* **Dataset records**

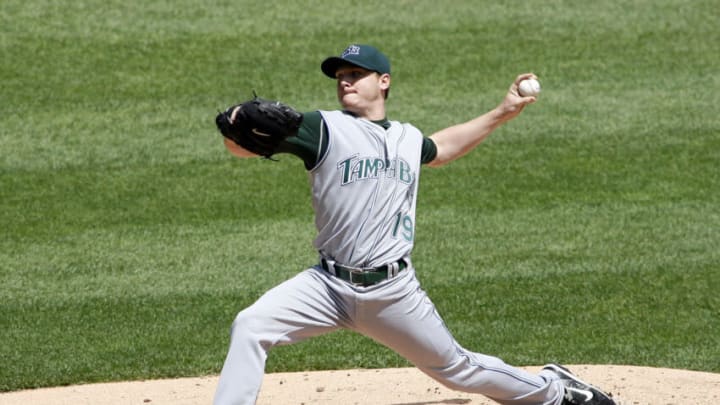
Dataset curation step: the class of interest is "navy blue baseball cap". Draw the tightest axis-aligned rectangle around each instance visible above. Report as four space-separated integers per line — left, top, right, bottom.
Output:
320 45 390 79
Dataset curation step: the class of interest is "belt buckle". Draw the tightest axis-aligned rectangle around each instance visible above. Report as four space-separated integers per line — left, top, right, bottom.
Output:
347 267 365 286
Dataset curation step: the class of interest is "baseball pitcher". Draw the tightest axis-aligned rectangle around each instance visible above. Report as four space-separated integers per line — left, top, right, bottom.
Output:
215 45 614 405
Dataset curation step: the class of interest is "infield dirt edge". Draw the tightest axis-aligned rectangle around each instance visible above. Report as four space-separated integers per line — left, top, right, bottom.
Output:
0 365 720 405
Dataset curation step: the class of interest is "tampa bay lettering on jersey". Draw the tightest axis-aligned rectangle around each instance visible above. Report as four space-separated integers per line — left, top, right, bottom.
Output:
338 155 415 186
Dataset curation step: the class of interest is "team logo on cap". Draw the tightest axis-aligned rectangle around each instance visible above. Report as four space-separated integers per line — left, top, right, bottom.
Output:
342 45 360 58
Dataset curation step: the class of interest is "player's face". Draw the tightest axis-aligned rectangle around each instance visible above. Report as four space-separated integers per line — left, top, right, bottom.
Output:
335 66 390 116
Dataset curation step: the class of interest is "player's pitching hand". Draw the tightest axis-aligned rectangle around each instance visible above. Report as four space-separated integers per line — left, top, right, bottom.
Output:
498 73 537 121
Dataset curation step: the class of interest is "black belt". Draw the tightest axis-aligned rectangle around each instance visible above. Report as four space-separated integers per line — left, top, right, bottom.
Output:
320 259 407 287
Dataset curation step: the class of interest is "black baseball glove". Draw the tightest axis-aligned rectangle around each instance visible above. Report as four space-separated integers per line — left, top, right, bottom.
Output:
215 96 302 158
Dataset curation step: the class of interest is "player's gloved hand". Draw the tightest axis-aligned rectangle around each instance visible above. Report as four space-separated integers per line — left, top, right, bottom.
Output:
215 97 303 157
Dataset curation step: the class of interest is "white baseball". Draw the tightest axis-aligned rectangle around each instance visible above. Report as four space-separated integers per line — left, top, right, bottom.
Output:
518 79 540 97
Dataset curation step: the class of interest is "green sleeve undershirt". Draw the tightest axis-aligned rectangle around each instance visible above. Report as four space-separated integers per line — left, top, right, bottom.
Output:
277 111 437 170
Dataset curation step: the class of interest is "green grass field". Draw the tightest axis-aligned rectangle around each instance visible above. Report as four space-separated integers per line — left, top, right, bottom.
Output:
0 0 720 391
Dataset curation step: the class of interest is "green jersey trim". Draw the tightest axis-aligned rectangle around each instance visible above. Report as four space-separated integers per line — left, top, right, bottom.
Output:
277 111 437 170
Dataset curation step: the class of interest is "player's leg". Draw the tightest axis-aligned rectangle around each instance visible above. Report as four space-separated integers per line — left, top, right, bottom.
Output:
356 269 563 405
214 269 347 405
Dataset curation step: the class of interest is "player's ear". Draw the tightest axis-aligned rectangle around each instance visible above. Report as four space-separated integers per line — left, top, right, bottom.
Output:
379 73 390 90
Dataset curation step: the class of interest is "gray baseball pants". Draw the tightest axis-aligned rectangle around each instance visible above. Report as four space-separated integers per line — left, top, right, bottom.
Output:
214 265 563 405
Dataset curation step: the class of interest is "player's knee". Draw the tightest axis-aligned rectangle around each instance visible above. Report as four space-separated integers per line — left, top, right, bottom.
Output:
230 308 268 341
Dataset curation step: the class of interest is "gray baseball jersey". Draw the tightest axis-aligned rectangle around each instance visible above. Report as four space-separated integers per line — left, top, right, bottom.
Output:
214 111 563 405
310 111 423 267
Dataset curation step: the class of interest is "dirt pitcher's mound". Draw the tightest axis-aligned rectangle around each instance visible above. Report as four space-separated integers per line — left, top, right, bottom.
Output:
0 365 720 405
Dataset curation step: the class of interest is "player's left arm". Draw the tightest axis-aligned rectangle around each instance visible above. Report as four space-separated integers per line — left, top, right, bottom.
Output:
428 73 536 167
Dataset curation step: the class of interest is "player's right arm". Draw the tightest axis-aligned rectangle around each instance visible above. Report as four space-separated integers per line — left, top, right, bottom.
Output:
429 73 536 167
223 138 260 158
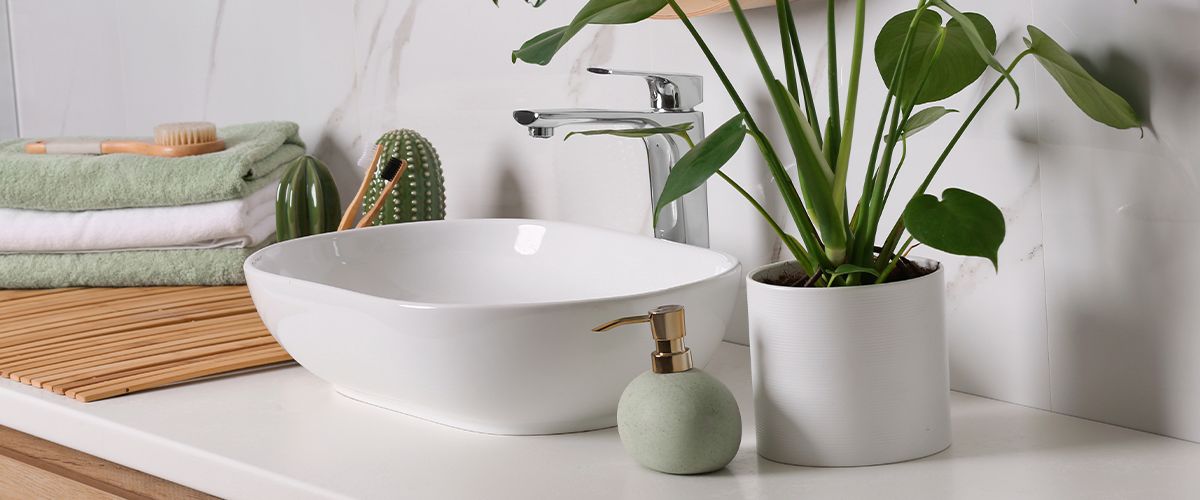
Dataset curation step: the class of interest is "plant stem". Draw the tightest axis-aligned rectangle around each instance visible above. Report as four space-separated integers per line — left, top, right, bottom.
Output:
784 1 823 142
775 0 800 98
883 50 1032 268
720 0 833 269
912 50 1032 199
883 134 908 205
833 0 866 225
853 0 928 266
875 235 912 284
826 0 841 163
667 0 829 267
716 170 817 276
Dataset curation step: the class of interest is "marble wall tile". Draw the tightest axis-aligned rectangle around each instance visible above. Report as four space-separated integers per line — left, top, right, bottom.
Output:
1034 0 1200 440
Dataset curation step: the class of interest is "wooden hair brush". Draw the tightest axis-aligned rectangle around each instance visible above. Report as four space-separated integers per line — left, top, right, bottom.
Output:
352 157 408 229
25 121 224 157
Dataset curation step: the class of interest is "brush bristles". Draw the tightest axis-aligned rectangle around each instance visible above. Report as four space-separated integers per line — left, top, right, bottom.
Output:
379 157 404 182
154 121 217 146
359 144 379 168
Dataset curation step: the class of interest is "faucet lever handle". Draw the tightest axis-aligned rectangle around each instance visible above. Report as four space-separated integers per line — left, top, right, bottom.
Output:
588 67 704 112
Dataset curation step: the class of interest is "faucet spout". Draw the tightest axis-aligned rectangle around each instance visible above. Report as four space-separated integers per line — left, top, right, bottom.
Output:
512 109 708 248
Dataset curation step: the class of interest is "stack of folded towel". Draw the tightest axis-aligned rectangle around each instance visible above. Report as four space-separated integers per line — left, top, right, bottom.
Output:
0 122 305 288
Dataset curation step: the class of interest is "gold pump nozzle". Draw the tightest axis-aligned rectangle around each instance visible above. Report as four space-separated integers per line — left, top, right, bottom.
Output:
592 306 691 373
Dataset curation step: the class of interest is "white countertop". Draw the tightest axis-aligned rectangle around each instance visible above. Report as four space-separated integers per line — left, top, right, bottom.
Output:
0 344 1200 500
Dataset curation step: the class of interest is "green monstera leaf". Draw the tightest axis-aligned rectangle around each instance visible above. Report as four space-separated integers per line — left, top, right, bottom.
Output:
654 115 746 227
512 0 667 66
904 187 1004 270
1025 26 1141 128
875 11 996 104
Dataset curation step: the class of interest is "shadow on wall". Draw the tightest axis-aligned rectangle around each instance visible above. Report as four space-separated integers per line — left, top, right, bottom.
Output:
486 151 529 218
1043 2 1200 441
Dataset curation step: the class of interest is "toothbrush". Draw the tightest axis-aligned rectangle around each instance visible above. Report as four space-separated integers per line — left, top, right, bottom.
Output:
25 121 226 158
337 144 383 231
354 157 408 229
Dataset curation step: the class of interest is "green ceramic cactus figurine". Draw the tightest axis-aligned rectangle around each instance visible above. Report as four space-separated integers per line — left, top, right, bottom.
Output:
275 156 342 241
360 128 446 225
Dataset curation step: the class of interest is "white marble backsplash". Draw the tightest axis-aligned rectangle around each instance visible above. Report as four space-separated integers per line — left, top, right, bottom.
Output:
8 0 1200 440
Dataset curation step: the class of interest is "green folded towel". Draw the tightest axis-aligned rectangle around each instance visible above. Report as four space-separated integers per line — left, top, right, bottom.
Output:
0 121 305 211
0 236 275 288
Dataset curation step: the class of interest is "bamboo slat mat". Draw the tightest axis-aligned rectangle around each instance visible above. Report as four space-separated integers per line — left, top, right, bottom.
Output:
0 287 292 403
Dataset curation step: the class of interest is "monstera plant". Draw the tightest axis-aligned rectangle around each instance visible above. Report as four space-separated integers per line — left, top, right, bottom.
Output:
493 0 1140 287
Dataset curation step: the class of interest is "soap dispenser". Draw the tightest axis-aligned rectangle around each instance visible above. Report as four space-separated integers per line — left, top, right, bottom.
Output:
594 306 742 474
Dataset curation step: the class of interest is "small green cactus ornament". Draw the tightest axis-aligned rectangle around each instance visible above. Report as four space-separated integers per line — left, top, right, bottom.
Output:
275 156 342 241
360 128 446 225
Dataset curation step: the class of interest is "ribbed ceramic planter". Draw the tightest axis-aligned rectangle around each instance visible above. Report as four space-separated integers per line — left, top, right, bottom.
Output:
746 259 950 466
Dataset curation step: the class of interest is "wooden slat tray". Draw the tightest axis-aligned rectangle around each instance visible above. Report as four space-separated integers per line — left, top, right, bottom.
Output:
0 287 292 403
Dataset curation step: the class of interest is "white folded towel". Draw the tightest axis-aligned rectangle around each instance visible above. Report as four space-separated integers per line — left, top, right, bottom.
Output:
0 182 278 253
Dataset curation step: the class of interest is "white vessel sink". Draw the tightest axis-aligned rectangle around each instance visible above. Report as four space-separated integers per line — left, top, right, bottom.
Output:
245 219 742 434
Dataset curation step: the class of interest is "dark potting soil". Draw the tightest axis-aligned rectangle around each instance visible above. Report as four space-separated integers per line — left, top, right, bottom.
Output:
762 257 937 288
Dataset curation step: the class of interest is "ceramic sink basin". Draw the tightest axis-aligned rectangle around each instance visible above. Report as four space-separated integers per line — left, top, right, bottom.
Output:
245 219 742 434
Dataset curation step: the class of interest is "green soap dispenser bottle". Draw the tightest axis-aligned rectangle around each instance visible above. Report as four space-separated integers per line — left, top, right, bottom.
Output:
595 306 742 474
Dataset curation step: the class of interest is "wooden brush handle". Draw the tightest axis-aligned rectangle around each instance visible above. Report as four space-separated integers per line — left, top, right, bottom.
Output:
337 145 383 231
25 139 224 158
354 159 408 229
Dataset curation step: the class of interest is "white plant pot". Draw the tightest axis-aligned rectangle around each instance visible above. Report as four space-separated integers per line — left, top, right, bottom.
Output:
746 259 950 466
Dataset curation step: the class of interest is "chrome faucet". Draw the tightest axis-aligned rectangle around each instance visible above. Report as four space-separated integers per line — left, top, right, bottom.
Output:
512 67 708 248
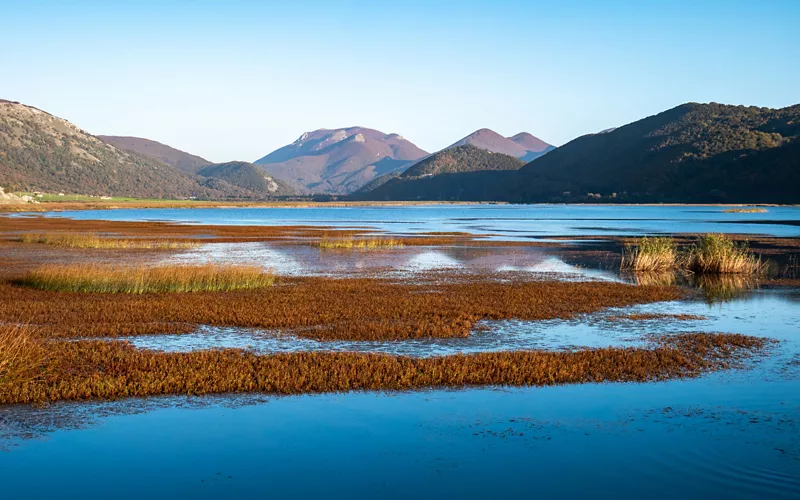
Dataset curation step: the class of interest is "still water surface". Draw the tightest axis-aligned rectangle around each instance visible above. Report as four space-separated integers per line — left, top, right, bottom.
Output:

* **Exercise description**
Copy everything from the start of the items down to the line containing "347 267 365 286", both ends included, with the requests unchanged and every bounding-box coordinate in the answers offset by -65. Leave the pictures out.

* **Problem solution**
Dataset curation step: the class of interest is "navy blue baseball cap". Draw the tightest axis-aligned rectangle around each instance visible above. Report as four space-separated integers per line — left, top, right, bottom.
Output:
255 -20 325 14
Dataset curation step: the class of interest is "belt buckle". Draw the tightest axis-aligned rectangle around each instance visible above. Report as four space-separated integers per line — left, top, right, bottom.
Output:
282 202 300 221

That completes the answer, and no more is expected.